Entries taken from a collection:
□ □ □ □ □

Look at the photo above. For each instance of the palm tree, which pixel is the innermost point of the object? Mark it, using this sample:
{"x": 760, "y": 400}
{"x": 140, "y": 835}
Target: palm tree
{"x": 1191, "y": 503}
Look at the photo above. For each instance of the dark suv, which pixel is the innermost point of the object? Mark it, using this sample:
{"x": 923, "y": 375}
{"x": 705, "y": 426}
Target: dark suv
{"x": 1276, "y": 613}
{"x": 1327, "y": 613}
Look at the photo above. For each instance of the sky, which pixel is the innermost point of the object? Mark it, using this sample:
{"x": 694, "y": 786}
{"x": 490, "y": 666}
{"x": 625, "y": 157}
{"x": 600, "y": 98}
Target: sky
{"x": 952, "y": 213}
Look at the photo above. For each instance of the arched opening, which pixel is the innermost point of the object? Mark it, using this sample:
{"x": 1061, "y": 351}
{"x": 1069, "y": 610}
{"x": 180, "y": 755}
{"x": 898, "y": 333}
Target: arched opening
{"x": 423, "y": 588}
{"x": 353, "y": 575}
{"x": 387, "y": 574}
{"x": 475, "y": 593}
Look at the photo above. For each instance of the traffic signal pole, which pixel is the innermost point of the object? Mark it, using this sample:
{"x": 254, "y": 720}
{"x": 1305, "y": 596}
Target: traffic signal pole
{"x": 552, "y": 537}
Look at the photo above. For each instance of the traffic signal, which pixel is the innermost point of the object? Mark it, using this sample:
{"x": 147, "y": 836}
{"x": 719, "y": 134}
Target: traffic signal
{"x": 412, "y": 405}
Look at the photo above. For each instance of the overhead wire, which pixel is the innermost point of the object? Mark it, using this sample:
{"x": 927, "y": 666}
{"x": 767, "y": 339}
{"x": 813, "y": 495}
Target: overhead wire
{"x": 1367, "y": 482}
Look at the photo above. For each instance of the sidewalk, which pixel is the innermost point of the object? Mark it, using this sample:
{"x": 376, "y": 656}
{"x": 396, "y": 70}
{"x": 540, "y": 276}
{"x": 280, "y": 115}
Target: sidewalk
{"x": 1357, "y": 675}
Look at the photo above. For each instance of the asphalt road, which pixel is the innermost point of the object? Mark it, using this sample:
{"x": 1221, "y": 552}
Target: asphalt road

□ □ □ □ □

[Task requirements]: Note each line above that holds "asphalt", then copy all of them.

[Worked solution]:
Look at the photo above. For each instance of the asphalt road, which pixel is the innermost point of the object? Mark it, using this sample:
Target: asphalt road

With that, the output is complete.